» **GIVEN TEXT**:
But some analysts who have studied the group say Islamic hard-liners have had an increasingly dominant role in the council in the last few years.
“The council has a long history of moderation, but lately it has been infiltrated by some hard-liners,” said Azyumardi Azra, director of the graduate school at Syarif Hidayatullah State Islamic University in Jakarta. “I have told its leaders that if they want to remain a representative organization, they need to be aware of this infiltration.”
The growing prominence of radical voices is partly a byproduct of the transition to democracy. Radical religious leaders who were often silenced during Suharto’s rule now have the freedom to propagate their views and have often proven adept at using the democratic system.
The growing relevance of the Council of Ulemas is partly a result of a budget some analysts believe is growing. (Neither the council nor the government would provide numbers.) Besides government financing, the council has sole authority to license halal food and medicine.
More recently, the council has tapped into Indonesia’s lucrative Islamic banking industry. It acts as one of several organizations overseeing banks that refuse loans to companies in businesses that run contrary to Islamic values, like those producing alcohol or selling pork.
These financing sources have allowed it to purchase its new office tower and to operate more than 150 satellite offices.
But analysts say the group has also benefited from its relationship with President Susilo Bambang Yudhoyono. Although the president is considered moderate, he said last year that after the council issues any fatwas, “the tools of the state can do their duty.”

» **EXCERPTED RECORDS**:
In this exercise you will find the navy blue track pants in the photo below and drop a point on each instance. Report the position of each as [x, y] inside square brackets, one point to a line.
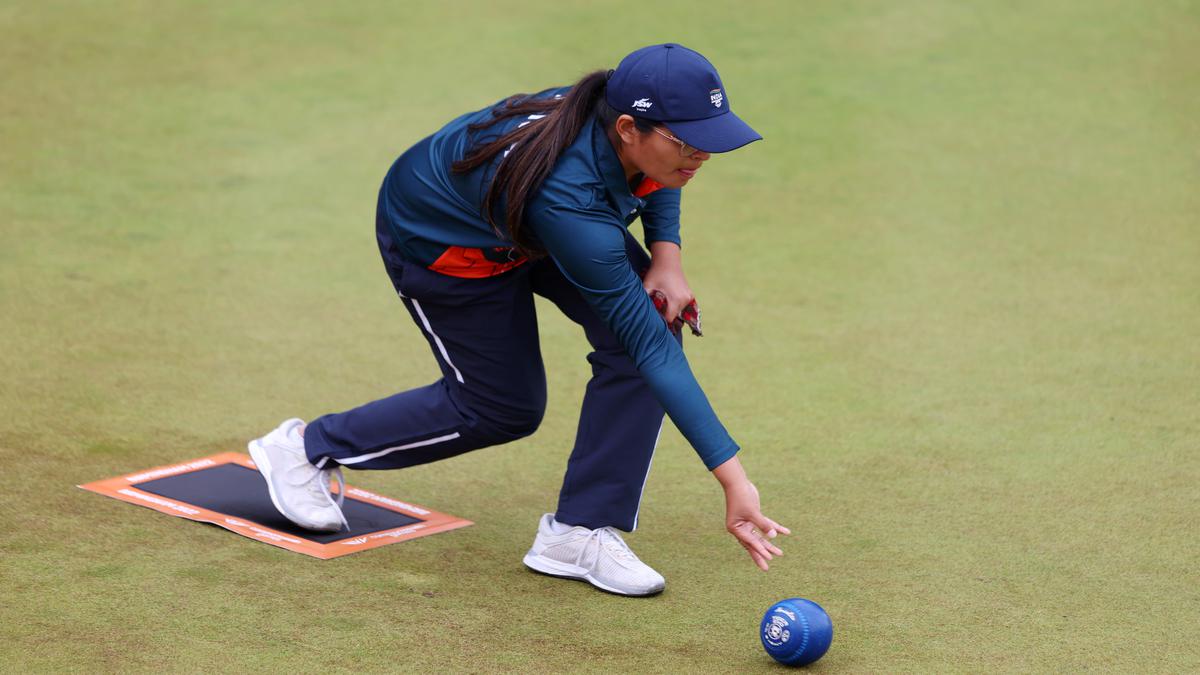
[484, 334]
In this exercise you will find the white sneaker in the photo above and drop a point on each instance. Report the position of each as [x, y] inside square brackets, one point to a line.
[598, 556]
[299, 490]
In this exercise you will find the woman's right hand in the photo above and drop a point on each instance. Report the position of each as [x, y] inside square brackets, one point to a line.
[743, 514]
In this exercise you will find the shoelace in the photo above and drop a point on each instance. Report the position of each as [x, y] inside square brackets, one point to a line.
[319, 483]
[606, 538]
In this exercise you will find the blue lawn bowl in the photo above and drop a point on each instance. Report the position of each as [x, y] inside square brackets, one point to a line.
[796, 632]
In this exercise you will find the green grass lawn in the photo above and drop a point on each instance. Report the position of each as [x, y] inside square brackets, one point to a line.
[952, 314]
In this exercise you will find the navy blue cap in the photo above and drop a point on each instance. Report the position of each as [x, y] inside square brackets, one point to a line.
[678, 87]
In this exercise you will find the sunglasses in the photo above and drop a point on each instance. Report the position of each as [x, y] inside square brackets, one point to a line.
[684, 149]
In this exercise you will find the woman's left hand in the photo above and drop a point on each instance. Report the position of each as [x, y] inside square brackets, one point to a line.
[666, 276]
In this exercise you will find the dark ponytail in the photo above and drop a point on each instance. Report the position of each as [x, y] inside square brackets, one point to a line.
[533, 150]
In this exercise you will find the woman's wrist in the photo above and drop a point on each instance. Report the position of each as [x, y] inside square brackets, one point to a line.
[730, 473]
[666, 254]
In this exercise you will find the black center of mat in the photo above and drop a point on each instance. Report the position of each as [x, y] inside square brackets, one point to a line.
[234, 490]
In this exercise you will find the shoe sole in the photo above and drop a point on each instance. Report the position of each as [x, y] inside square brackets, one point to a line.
[258, 454]
[563, 571]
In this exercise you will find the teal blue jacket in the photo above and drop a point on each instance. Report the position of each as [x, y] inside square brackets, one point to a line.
[580, 215]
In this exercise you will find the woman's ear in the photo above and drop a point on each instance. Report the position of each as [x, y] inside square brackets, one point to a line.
[627, 129]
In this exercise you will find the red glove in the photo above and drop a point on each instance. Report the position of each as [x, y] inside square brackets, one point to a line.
[690, 314]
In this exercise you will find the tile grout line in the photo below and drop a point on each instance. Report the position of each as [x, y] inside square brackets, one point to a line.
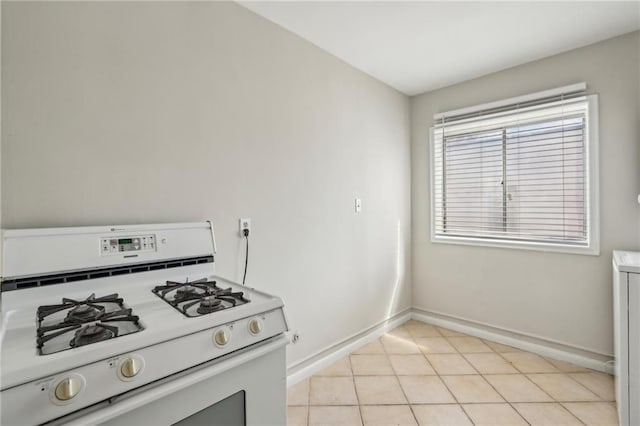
[442, 381]
[411, 337]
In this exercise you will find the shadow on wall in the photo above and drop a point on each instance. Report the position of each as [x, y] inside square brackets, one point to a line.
[393, 302]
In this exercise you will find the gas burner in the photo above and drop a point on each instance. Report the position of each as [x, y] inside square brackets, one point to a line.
[185, 293]
[93, 334]
[199, 297]
[84, 313]
[93, 320]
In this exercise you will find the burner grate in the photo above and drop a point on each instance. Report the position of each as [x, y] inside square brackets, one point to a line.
[200, 297]
[94, 319]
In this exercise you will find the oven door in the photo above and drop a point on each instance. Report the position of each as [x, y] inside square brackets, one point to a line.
[247, 388]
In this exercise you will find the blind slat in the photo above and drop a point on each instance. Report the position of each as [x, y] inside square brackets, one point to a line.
[518, 175]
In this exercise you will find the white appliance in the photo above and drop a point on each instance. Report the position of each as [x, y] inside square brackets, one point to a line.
[626, 299]
[128, 325]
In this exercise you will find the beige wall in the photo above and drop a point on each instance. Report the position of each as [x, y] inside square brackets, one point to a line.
[561, 297]
[152, 112]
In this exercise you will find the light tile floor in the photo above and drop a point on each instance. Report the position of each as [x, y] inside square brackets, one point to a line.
[419, 374]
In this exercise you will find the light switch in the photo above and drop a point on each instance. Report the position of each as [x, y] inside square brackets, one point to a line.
[358, 205]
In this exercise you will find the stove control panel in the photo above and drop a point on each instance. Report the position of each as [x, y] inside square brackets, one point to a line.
[137, 243]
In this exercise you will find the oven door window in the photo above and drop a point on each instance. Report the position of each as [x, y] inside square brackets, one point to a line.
[228, 412]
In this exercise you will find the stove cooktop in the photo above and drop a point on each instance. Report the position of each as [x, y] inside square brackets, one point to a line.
[75, 323]
[200, 297]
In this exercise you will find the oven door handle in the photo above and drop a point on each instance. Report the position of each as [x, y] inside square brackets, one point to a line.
[123, 406]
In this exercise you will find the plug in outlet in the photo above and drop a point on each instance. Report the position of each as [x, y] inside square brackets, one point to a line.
[245, 224]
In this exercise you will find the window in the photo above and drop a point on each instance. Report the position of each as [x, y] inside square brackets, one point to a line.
[520, 174]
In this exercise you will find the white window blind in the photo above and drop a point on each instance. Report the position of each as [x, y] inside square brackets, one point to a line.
[515, 173]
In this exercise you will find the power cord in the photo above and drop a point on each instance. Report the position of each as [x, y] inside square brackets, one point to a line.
[246, 256]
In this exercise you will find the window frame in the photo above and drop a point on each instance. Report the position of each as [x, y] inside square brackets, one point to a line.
[592, 199]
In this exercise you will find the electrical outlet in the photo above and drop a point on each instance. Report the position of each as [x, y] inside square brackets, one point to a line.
[245, 223]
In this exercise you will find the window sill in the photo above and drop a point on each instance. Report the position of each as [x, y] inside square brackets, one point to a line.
[592, 250]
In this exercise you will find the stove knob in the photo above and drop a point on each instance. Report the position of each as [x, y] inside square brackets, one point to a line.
[255, 326]
[68, 388]
[221, 337]
[130, 367]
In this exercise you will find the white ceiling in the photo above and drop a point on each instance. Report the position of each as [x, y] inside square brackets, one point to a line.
[421, 46]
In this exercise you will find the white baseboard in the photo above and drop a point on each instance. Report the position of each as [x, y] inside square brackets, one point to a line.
[538, 346]
[324, 358]
[555, 350]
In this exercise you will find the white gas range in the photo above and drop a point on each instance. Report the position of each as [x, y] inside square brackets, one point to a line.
[128, 325]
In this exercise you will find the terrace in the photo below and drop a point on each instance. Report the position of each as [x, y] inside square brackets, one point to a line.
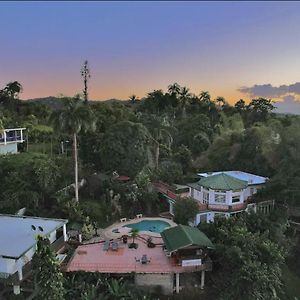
[94, 258]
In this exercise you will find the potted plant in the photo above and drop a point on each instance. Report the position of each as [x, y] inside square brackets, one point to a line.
[134, 234]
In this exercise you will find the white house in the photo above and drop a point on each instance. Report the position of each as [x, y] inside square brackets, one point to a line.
[224, 193]
[18, 242]
[9, 140]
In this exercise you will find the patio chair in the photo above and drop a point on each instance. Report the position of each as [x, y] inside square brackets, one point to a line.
[106, 245]
[145, 259]
[115, 246]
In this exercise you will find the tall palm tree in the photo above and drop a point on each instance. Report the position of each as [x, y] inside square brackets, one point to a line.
[86, 75]
[184, 98]
[73, 118]
[174, 89]
[220, 101]
[133, 99]
[160, 134]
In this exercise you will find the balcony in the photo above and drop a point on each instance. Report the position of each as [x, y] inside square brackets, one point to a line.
[11, 136]
[228, 208]
[222, 207]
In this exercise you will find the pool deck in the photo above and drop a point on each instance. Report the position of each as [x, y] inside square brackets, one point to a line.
[109, 234]
[93, 258]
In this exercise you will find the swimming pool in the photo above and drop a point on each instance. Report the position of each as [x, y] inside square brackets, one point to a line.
[149, 225]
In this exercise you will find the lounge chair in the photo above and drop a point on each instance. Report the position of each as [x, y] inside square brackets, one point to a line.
[145, 259]
[106, 245]
[115, 246]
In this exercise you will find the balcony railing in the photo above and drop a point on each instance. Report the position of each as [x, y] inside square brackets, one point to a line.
[11, 139]
[222, 207]
[11, 135]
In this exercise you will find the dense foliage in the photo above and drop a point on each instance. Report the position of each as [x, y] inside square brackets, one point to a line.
[251, 250]
[167, 136]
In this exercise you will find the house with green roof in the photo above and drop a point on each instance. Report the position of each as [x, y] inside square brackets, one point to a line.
[224, 193]
[188, 247]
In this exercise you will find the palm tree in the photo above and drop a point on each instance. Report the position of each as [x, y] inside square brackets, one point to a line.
[13, 89]
[133, 99]
[220, 101]
[73, 118]
[86, 75]
[184, 97]
[174, 89]
[160, 134]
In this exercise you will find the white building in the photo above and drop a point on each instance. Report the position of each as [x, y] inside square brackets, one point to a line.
[9, 140]
[224, 193]
[18, 242]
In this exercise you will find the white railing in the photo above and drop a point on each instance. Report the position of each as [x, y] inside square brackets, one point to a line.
[11, 135]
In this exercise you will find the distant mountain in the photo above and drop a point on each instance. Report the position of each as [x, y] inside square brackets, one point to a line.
[55, 102]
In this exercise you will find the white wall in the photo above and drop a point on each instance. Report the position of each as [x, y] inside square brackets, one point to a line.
[9, 148]
[10, 266]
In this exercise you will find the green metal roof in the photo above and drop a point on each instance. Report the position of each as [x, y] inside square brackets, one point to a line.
[182, 236]
[222, 181]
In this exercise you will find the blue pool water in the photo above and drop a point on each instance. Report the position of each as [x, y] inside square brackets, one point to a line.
[149, 225]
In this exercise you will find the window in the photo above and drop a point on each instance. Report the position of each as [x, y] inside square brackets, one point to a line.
[205, 197]
[236, 199]
[220, 198]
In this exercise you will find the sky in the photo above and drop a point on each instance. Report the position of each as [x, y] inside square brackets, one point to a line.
[231, 49]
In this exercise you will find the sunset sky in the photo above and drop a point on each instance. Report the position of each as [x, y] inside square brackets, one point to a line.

» **COMPLETE THE FOLLOWING**:
A – Answer these questions from the text about the Council of Ulemas:
(i) Where does Azyumardi Azra direct the graduate school?
(ii) What does the council have sole authority to license?
(iii) How many satellite offices does the council operate?
B – List every person the text about the Council of Ulemas names.
C – In the text about the Council of Ulemas, shorten the paragraph beginning "More recently, the council has tapped" while keeping its main facts.
The items stand apart from the text about the Council of Ulemas.

» **ANSWERS BELOW**:
A –
(i) Syarif Hidayatullah State Islamic University in Jakarta
(ii) Halal food and medicine
(iii) More than 150

B – Azyumardi Azra, Suharto, Susilo Bambang Yudhoyono

C – The council has recently entered Indonesia's lucrative Islamic banking industry. It is one of several organizations overseeing banks that deny loans to companies whose businesses conflict with Islamic values, such as producing alcohol or selling pork.